Task statement: Reproduce the part of the data below that opens with the line containing "point_to finds the yellow" and closes with the line containing "pixel 190 203", including both of those lines. Leave the pictures out of your answer.
-- Start of Listed entries --
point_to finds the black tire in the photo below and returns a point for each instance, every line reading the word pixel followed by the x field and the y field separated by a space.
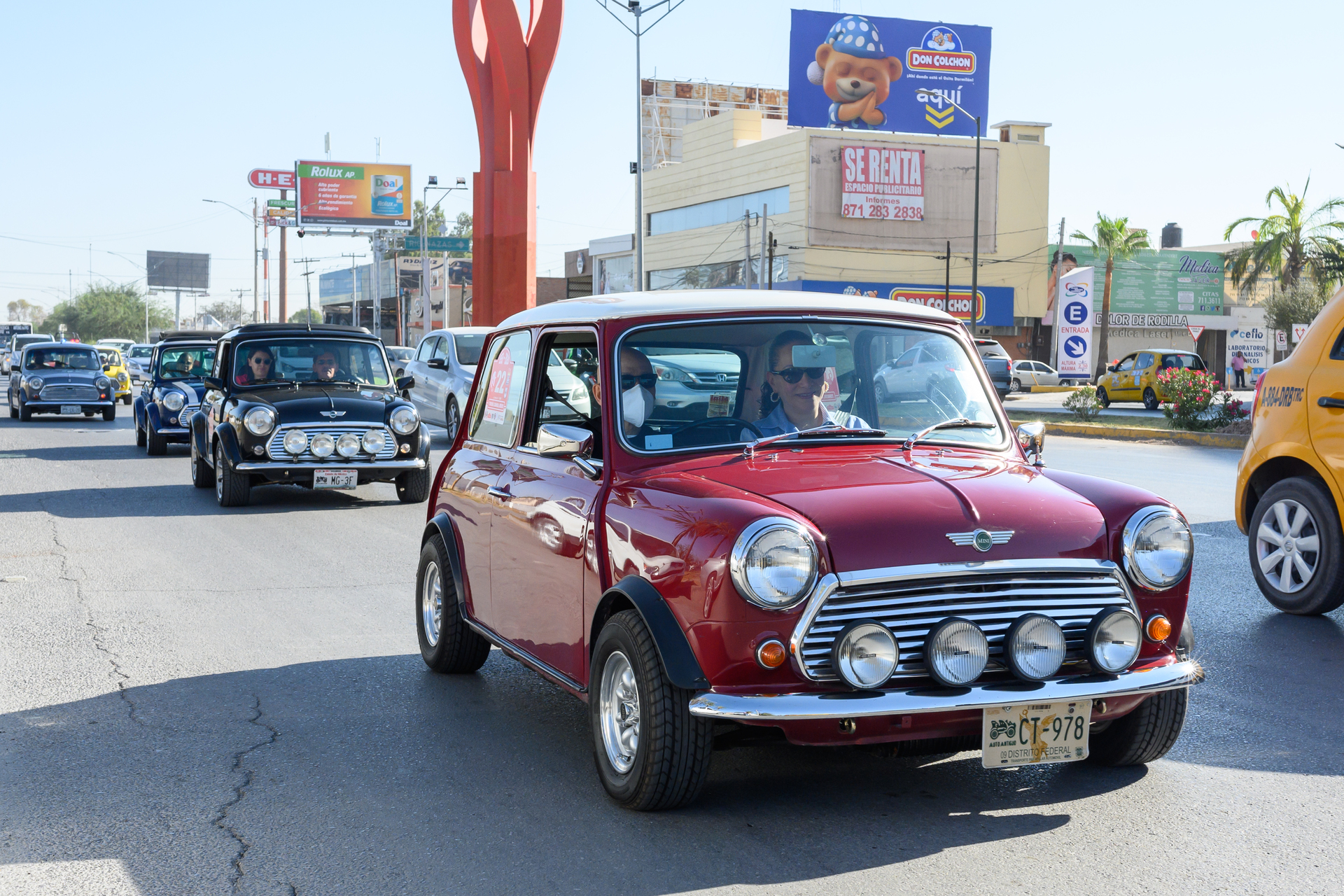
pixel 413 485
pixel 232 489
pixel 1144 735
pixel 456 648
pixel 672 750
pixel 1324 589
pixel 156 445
-- End of Listed entries --
-- Start of Listed entries --
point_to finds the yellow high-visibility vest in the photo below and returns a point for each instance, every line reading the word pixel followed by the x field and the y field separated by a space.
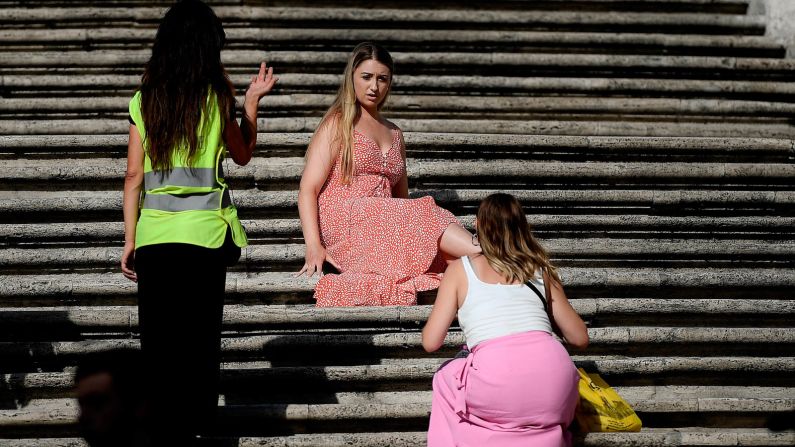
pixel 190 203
-- End of Listed entries --
Reply:
point_to finds the yellow high-visibility vest in the photo below and returns a point for each instance, every line reading the word pixel followed by the x field and the y field separated by a space.
pixel 190 203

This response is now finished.